> [Given exercise]
Copy the rows from the line containing "Task: Indicate the cart" through the end of the rows, substituting "broad-brimmed hat" for "wide-brimmed hat" and changing nothing else.

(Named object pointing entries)

━━━━

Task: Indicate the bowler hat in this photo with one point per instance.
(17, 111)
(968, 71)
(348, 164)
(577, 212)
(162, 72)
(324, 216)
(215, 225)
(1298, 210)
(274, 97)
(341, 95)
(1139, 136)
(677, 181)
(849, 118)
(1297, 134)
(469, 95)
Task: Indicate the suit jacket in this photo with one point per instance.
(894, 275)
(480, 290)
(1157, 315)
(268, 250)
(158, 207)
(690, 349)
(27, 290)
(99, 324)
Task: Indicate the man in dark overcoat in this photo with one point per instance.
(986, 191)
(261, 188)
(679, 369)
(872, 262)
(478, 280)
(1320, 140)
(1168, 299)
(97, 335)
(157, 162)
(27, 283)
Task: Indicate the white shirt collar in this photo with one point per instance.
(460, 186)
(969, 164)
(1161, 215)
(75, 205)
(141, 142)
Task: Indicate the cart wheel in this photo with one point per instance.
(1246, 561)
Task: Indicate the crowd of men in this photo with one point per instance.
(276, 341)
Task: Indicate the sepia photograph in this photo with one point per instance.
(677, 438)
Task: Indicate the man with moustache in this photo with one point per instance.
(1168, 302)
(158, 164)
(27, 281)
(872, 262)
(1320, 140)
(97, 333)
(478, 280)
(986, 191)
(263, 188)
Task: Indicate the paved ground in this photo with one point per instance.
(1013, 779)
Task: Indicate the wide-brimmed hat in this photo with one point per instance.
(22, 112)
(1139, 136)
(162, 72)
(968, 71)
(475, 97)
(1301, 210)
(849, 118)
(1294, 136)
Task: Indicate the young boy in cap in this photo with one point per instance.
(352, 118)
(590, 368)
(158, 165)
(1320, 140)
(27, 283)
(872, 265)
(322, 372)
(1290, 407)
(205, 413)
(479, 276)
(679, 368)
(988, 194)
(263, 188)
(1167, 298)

━━━━

> [Answer to the task]
Task: Indicate the cart wheel in this photo with one point per instance.
(1246, 561)
Task: Indicate the crowd of men in this photo with one point per instance.
(276, 341)
Task: Indicate the sepia photograph in this photo with one point per instance.
(677, 438)
Task: Indicate the man with moustache in this photo with one point per instance.
(1168, 302)
(158, 164)
(27, 281)
(872, 262)
(1320, 140)
(97, 333)
(478, 280)
(986, 191)
(263, 188)
Task: Indicate the paved ground in this photo with one point per instance.
(1013, 779)
Task: Indicate the broad-brimmed hat in this photo with one point per instance.
(22, 112)
(1139, 136)
(162, 72)
(968, 71)
(475, 97)
(1301, 210)
(849, 118)
(1294, 136)
Task: Indicate the young boy in cap in this photo with one point per instance.
(352, 118)
(590, 368)
(158, 165)
(1320, 140)
(27, 283)
(872, 265)
(322, 372)
(1290, 407)
(205, 413)
(479, 276)
(679, 368)
(988, 194)
(263, 188)
(1167, 298)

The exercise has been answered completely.